■ TASKS ■
1. Copy out every section title listed in the table of contents of the article on quantum computing and digital threats.
2. In the article on quantum computing and digital threats, what do quantum computers harness in place of classical bits?

■ TEXT FOR ANALYSIS ■

Quantum computing and digital threats

Table of contents

• What is quantum computing?
• The threat to current encryption
• The threat of “store now, decrypt later”
• Towards post-quantum cryptography
• Implications for businesses and governments

This article explores how quantum computing could revolutionize the world of cyber security, shedding light on both the immense potential and the serious risks associated with the rise of quantum computers.

We’ll dive into why data protection strategies must evolve alongside this emerging technology and what defenses are being developed to secure our digital world.

What is quantum computing?

Quantum computing is a revolutionary branch of computer science that merges the principles of quantum mechanics with information processing, fundamentally changing the way computations are performed.

Unlike classical computers that encode and process data using bits—each bit having a discrete state of either 0 or 1—quantum computers harness the power of qubits (quantum bits).

(Records from a collection)
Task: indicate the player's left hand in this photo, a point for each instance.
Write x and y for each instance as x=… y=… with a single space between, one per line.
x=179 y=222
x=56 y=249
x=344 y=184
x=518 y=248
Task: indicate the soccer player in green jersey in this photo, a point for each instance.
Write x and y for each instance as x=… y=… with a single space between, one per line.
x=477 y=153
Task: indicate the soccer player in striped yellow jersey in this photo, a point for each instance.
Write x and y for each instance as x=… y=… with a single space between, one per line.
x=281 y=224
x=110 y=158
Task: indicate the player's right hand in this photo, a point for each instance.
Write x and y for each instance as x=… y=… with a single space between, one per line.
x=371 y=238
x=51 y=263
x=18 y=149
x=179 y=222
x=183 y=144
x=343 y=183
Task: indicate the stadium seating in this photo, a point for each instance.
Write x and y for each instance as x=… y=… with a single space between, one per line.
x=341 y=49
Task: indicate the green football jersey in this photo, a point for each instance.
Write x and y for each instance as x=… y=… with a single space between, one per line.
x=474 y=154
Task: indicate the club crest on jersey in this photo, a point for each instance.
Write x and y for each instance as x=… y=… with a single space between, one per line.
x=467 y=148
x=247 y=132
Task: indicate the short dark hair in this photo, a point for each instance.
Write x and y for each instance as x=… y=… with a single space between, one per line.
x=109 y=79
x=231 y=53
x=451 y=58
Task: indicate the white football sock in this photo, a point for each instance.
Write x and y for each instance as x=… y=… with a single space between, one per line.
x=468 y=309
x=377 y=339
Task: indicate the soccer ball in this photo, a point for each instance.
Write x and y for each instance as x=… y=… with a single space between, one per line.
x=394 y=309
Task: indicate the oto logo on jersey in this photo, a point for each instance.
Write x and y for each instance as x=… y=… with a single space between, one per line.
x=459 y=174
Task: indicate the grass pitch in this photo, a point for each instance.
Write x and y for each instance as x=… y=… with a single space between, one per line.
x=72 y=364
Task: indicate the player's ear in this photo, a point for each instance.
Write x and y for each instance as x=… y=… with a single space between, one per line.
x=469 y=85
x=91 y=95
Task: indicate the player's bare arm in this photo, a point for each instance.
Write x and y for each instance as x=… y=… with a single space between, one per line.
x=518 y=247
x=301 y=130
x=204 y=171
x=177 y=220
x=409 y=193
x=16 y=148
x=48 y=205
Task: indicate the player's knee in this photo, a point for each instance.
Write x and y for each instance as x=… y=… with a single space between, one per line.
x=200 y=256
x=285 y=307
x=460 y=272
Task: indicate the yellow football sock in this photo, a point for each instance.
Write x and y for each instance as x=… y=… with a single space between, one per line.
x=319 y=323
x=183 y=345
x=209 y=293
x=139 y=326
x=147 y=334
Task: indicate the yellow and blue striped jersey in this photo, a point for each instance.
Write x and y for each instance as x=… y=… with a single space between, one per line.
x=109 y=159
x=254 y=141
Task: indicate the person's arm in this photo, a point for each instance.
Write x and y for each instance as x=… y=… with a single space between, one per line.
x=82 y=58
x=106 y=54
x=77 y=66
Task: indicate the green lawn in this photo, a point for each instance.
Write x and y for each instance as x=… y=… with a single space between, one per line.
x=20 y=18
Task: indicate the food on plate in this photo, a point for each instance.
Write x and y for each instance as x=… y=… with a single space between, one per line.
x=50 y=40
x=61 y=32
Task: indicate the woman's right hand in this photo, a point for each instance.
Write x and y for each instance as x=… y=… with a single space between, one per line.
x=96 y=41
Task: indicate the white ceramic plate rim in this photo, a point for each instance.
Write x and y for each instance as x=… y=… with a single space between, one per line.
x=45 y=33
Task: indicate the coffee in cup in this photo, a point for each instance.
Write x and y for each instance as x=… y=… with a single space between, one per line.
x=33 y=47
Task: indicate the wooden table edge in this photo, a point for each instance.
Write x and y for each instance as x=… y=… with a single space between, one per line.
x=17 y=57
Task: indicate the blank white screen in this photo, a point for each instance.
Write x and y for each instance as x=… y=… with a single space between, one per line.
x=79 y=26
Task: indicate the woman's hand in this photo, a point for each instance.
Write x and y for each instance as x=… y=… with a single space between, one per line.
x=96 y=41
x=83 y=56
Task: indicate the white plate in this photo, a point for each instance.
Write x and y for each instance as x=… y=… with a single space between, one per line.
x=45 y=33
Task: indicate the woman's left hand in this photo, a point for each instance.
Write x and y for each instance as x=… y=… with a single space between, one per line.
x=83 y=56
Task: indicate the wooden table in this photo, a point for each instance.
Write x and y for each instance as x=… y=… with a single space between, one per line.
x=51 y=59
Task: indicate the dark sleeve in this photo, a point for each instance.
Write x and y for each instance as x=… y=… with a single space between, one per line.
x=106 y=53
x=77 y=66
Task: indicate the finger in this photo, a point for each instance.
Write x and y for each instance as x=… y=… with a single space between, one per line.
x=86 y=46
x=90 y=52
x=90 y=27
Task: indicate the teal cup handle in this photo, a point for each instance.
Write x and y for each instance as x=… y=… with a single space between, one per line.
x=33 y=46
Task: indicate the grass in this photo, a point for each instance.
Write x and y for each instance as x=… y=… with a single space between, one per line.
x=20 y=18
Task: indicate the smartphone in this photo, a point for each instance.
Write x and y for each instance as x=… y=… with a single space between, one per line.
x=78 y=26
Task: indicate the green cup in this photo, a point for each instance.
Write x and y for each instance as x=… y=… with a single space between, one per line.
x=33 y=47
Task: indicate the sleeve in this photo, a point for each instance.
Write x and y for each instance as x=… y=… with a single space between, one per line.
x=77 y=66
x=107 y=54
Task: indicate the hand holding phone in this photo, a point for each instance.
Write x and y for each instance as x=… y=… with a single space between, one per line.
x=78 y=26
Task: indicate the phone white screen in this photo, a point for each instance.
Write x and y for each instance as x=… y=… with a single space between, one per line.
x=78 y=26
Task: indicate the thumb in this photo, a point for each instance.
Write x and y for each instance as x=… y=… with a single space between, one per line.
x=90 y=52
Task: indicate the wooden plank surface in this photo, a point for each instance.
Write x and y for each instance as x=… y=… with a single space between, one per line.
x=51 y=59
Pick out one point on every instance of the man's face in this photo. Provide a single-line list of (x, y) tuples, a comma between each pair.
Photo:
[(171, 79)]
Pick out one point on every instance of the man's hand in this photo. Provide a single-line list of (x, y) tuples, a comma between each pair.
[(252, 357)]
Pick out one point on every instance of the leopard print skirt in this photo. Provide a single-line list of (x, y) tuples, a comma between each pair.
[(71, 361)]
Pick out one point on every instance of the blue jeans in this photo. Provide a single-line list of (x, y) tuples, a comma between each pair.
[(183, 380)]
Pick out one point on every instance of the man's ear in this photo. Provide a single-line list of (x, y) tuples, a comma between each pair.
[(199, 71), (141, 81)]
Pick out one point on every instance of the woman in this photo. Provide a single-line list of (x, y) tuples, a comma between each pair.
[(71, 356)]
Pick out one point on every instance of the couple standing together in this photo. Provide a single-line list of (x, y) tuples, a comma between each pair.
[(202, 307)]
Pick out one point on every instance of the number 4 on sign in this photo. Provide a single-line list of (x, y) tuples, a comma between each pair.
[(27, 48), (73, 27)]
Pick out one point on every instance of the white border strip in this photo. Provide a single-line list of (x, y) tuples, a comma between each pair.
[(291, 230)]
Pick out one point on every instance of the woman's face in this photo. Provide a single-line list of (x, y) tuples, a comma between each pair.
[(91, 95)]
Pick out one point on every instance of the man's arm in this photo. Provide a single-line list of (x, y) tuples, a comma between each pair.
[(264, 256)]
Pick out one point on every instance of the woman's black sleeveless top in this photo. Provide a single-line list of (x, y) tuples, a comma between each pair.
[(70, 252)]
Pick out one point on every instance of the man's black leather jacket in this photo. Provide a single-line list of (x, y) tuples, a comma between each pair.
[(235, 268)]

■ PROBLEM SOLUTIONS ■
1.
• What is quantum computing?
• The threat to current encryption
• The threat of "store now, decrypt later"
• Towards post-quantum cryptography
• Implications for businesses and governments

2. Qubits (quantum bits).